[Records from a point labeling set]
"""

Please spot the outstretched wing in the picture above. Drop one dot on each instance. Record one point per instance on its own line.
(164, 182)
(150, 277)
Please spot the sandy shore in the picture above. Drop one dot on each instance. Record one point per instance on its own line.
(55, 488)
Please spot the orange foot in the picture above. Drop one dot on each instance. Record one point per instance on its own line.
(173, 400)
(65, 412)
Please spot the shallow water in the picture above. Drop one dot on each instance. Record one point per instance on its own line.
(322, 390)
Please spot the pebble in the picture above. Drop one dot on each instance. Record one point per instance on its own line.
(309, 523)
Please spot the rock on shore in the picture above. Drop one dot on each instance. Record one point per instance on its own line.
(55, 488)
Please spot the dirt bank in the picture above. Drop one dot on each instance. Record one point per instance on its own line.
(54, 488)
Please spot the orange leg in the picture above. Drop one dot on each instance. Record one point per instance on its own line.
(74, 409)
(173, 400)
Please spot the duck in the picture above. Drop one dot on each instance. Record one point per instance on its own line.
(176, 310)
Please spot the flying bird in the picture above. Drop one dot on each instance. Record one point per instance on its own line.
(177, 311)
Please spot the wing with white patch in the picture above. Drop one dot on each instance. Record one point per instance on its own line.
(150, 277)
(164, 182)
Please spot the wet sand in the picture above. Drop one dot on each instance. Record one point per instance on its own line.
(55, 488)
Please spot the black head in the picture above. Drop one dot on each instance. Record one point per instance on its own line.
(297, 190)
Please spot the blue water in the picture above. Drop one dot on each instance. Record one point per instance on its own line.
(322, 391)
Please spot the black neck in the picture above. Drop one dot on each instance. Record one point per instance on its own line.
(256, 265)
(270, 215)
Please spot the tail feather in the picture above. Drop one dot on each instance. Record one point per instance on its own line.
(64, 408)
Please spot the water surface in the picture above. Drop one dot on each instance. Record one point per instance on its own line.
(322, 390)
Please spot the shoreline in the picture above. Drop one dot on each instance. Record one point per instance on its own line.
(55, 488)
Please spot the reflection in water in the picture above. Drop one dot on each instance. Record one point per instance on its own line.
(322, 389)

"""

Convert the entries into a JSON list of strings, one string per line, leaving out blank lines.

◆ ANSWER IN FULL
[
  "Please spot the outstretched wing in the picture above. Drop one dot on each instance. Record one point per instance on its own line.",
  "(164, 182)",
  "(150, 277)",
  "Please spot the sandy shore in the picture above. Drop one dot on each instance. Record one point per instance on its own line.",
  "(55, 488)",
  "Please spot the orange foot in the picture above. Drop one dot on each instance. Record one point per instance on its own line.",
  "(173, 400)",
  "(65, 412)",
  "Please spot the shallow water in the picture above. Drop one dot on each instance. Record one point per instance on its own line.",
  "(322, 390)",
  "Please spot the pebble in the picture above. Drop one dot on each instance. Record one point per instance on its own line.",
  "(309, 523)",
  "Please spot the rock on shore in the picture above. Drop one dot on each instance. Record one point per instance on its own line.",
  "(55, 488)",
  "Please spot the dirt bank in the picture above. Drop one dot on each instance. Record one point per instance on its own line.",
  "(54, 488)",
  "Please spot the orange leg in the picture above. Drop one dot on each instance. Record one point per instance on its own line.",
  "(74, 409)",
  "(173, 400)",
  "Please spot the duck in the picture above. Drop one dot on each instance. Record one point per instance on its own line.",
  "(176, 310)",
  "Please spot the flying bird in the picture above. Drop one dot on each instance. Record one point per instance on its own line.",
  "(177, 311)",
  "Please spot the wing with white patch in the picture above. Drop one dot on each instance. Record one point per instance on its own line.",
  "(150, 277)",
  "(164, 182)",
  "Please spot the wet sand in the picture above. Drop one dot on each instance. Record one point per instance on its own line.",
  "(55, 488)",
  "Please spot the black head in the picture above. Drop one dot on each instance. Record one point per instance on its own line.",
  "(297, 190)",
  "Please spot the blue water in the picture above. Drop one dot on each instance. Record one point per instance on its own line.",
  "(322, 391)",
  "Please spot the black neck in the picture above. Drop one dot on each instance. Record one point per instance on its own line.",
  "(256, 265)",
  "(270, 215)",
  "Please spot the tail feather in the picture above. Drop one dot on each instance. Record one point per instance on its own line.",
  "(64, 408)",
  "Please spot the water surface in the picture above. Drop one dot on each instance. Record one point per instance on its own line.",
  "(322, 390)",
  "Please spot the shoreline in the picture above. Drop one dot on each instance. Record one point per instance on its own line.",
  "(55, 488)",
  "Please spot the reflection in water in the picture above. Drop one dot on each instance. Record one point per instance on its own line.",
  "(322, 389)"
]